== Material shown ==

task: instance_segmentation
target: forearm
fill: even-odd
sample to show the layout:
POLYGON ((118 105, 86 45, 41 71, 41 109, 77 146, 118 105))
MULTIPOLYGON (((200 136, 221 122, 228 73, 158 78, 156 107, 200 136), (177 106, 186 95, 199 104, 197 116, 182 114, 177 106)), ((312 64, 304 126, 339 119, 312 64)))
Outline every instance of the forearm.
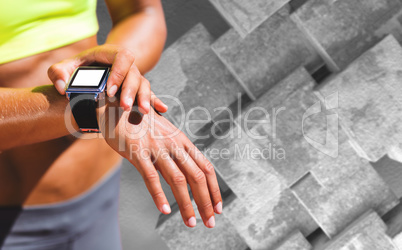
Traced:
POLYGON ((0 88, 0 151, 47 141, 69 134, 66 122, 75 129, 68 100, 53 85, 36 88, 0 88))
POLYGON ((119 44, 131 50, 135 55, 135 64, 144 74, 158 62, 166 34, 162 7, 157 5, 144 7, 120 21, 115 21, 106 43, 119 44))

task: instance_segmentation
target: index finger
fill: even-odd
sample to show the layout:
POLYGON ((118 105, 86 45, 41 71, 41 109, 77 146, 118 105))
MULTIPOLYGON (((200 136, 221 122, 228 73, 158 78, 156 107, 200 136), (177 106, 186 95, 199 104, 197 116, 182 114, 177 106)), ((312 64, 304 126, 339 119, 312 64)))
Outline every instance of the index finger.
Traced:
MULTIPOLYGON (((107 94, 112 97, 120 88, 124 79, 130 72, 131 67, 135 67, 134 55, 129 50, 119 50, 113 60, 112 69, 107 80, 107 94)), ((138 70, 137 70, 138 71, 138 70)))

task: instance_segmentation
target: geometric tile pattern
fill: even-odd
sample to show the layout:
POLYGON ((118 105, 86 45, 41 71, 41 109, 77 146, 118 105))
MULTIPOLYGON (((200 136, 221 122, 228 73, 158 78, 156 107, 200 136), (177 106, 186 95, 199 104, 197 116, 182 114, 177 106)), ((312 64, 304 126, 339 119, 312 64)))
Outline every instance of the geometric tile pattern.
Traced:
POLYGON ((226 20, 245 37, 289 0, 210 0, 226 20))
POLYGON ((400 8, 398 0, 310 0, 292 19, 339 70, 378 41, 375 31, 400 8))
POLYGON ((257 98, 300 66, 321 59, 284 6, 247 37, 229 30, 212 49, 253 97, 257 98))
POLYGON ((324 96, 338 93, 340 123, 360 155, 371 161, 398 151, 402 139, 401 72, 402 48, 388 36, 319 90, 324 96))
POLYGON ((232 29, 214 40, 196 25, 147 77, 183 103, 168 102, 173 123, 200 120, 183 128, 192 140, 214 134, 205 155, 231 195, 213 230, 162 215, 166 244, 303 250, 321 232, 320 249, 397 249, 401 232, 384 220, 400 194, 369 161, 402 162, 402 48, 387 36, 402 34, 400 1, 307 0, 294 12, 286 0, 210 1, 232 29), (318 86, 324 63, 332 75, 318 86), (251 104, 209 131, 238 93, 251 104))

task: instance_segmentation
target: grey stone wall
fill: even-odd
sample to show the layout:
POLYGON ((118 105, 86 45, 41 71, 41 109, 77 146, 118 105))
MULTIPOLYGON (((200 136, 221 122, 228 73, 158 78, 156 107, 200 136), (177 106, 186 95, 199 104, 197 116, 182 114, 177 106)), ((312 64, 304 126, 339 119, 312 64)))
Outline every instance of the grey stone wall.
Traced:
POLYGON ((163 4, 169 37, 146 77, 186 112, 211 114, 193 112, 202 122, 184 132, 214 164, 224 212, 212 230, 188 229, 177 209, 159 215, 125 162, 124 248, 402 249, 401 1, 163 4))

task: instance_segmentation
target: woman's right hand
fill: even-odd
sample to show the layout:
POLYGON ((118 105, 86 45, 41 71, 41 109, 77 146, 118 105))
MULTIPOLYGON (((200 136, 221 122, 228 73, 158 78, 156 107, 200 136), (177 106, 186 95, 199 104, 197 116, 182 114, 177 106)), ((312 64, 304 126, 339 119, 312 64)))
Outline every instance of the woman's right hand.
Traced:
MULTIPOLYGON (((131 51, 118 45, 104 44, 52 65, 48 75, 57 91, 64 95, 66 84, 77 67, 91 64, 111 65, 107 81, 109 97, 113 97, 121 88, 120 106, 130 110, 137 100, 141 112, 147 114, 151 109, 151 97, 155 95, 149 81, 141 75, 134 61, 135 56, 131 51)), ((158 98, 153 98, 153 106, 160 113, 165 113, 168 109, 158 98)))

===

_Exercise description:_
If a line in the data holds the string "every", copy that line.

_Exercise response:_
Outline every instance of the forearm.
Outline every instance of the index finger.
Outline every instance of the geometric tile pattern.
Outline every instance of the grey stone wall.
Outline every instance of the woman's right hand.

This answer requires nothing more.